● **Yang Diminta**
Kumpulkan setiap baris data yang memuat kata "jacket". Salin baris-baris tersebut secara utuh.

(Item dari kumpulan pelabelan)
────────────────────

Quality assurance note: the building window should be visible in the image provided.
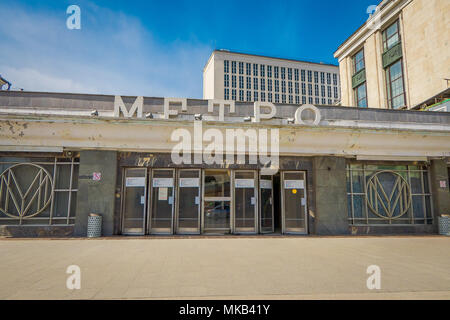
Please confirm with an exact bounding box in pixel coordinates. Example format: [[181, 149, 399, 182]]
[[253, 64, 258, 77], [353, 49, 365, 74], [347, 162, 433, 227], [386, 60, 406, 109], [354, 82, 367, 108], [382, 20, 400, 51], [0, 157, 79, 225]]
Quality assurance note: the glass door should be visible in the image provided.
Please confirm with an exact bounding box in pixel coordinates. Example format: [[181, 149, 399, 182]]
[[176, 169, 200, 234], [122, 168, 147, 235], [281, 171, 308, 234], [149, 169, 175, 234], [233, 171, 258, 233], [259, 175, 274, 233], [202, 170, 231, 233]]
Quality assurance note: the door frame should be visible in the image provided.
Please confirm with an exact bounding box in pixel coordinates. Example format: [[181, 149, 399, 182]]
[[174, 168, 203, 234], [280, 170, 308, 235], [258, 171, 275, 234], [231, 169, 259, 234], [147, 168, 176, 235], [120, 167, 149, 236]]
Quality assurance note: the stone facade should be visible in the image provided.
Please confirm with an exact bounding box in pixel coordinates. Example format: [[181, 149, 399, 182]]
[[335, 0, 450, 109]]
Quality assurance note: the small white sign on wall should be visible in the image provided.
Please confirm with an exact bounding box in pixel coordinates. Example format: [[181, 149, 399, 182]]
[[125, 177, 145, 187], [180, 178, 200, 188], [259, 180, 272, 189], [284, 180, 305, 189], [153, 178, 173, 188], [234, 179, 255, 188]]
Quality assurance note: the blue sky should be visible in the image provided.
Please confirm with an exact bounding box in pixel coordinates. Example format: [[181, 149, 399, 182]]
[[0, 0, 379, 98]]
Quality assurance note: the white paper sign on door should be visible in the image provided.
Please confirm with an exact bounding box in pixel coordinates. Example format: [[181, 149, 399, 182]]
[[125, 177, 145, 187], [234, 179, 255, 188], [158, 188, 169, 201], [180, 178, 200, 188], [259, 180, 272, 189], [153, 178, 173, 188], [284, 180, 305, 189]]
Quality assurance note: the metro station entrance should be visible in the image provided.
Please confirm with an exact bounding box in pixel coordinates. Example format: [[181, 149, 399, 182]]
[[121, 168, 308, 235]]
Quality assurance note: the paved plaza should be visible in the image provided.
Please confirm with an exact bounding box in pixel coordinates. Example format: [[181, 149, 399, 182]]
[[0, 236, 450, 299]]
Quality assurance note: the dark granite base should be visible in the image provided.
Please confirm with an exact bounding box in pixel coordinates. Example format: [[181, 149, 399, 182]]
[[0, 226, 74, 238]]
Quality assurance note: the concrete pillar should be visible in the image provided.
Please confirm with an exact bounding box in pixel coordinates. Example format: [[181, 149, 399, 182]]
[[431, 160, 450, 232], [313, 157, 349, 235], [75, 150, 117, 236]]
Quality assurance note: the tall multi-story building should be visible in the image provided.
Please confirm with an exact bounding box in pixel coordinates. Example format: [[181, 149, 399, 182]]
[[334, 0, 450, 109], [203, 50, 340, 105]]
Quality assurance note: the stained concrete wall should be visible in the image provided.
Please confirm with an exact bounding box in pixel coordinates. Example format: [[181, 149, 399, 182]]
[[313, 157, 349, 235], [431, 160, 450, 232], [75, 150, 117, 236]]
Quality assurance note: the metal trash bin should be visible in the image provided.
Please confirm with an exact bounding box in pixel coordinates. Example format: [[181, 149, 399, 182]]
[[438, 215, 450, 236], [87, 213, 102, 238]]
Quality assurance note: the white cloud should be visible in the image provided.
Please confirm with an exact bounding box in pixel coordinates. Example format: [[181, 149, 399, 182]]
[[0, 3, 212, 98]]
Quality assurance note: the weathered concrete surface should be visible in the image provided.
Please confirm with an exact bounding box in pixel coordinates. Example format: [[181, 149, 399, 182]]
[[0, 236, 450, 299], [313, 157, 349, 235], [75, 150, 117, 236]]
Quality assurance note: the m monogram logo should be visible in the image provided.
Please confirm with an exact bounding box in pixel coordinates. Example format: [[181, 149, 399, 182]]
[[367, 171, 411, 219], [0, 163, 53, 220]]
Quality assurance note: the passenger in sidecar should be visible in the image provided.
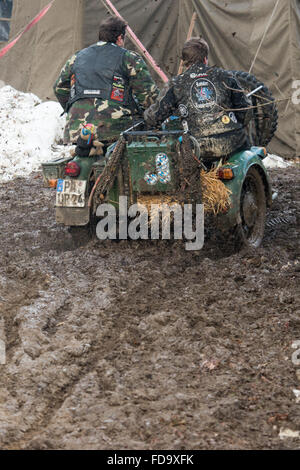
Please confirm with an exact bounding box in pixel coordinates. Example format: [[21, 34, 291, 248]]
[[144, 38, 252, 159]]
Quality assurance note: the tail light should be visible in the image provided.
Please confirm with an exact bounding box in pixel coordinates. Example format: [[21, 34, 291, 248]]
[[217, 168, 234, 180], [65, 162, 81, 176], [48, 180, 57, 189]]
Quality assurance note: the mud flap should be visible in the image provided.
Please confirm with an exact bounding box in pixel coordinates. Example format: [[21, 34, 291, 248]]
[[56, 205, 90, 226]]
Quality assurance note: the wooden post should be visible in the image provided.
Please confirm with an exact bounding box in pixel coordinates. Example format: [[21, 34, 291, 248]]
[[178, 11, 197, 75]]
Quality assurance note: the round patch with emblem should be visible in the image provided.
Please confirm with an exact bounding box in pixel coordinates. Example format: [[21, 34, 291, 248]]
[[191, 78, 217, 112], [222, 114, 230, 124], [178, 104, 189, 117]]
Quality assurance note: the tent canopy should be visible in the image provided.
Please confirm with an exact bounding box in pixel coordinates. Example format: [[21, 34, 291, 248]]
[[0, 0, 300, 158]]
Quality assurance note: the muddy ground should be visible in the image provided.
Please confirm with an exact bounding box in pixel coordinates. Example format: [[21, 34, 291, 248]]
[[0, 167, 300, 450]]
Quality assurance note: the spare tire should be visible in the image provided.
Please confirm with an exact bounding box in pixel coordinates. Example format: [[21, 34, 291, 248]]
[[232, 71, 278, 147]]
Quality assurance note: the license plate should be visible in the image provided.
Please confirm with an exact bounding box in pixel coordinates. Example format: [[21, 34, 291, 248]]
[[56, 180, 86, 207]]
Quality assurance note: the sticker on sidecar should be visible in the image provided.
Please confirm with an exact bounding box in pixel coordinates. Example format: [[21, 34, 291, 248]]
[[56, 180, 86, 207], [144, 153, 171, 186]]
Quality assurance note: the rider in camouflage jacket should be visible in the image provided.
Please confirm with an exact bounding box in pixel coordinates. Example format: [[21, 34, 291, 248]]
[[144, 38, 251, 158], [54, 18, 158, 143]]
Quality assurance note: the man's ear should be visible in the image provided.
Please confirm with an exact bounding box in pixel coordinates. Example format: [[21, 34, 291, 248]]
[[116, 34, 124, 46]]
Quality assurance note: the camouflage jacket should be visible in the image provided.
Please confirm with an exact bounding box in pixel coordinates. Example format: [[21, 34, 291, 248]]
[[144, 64, 251, 157], [54, 42, 159, 144]]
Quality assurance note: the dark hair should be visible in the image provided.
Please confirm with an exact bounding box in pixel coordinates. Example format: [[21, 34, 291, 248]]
[[182, 38, 209, 66], [99, 16, 127, 43]]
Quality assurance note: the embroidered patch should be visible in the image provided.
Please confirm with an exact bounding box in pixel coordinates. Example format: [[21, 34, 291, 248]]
[[191, 78, 217, 111], [229, 112, 237, 124], [110, 75, 125, 102], [110, 87, 124, 102], [222, 114, 230, 124], [190, 73, 207, 78], [178, 104, 189, 117]]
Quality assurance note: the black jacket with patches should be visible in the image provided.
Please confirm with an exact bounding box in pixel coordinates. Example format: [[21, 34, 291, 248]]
[[144, 64, 251, 157]]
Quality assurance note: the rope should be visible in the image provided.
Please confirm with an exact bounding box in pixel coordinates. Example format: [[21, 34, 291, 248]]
[[249, 0, 279, 73]]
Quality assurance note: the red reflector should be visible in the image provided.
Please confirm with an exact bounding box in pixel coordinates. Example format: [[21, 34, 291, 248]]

────────────────────

● **Jawaban Latihan**
Quality assurance note: the rider in camouflage jacket should be visible in the image provided.
Quality assurance note: the camouflage jacket should be visible in the image provided.
Quality assurance note: the black jacket with patches should be visible in the image provided.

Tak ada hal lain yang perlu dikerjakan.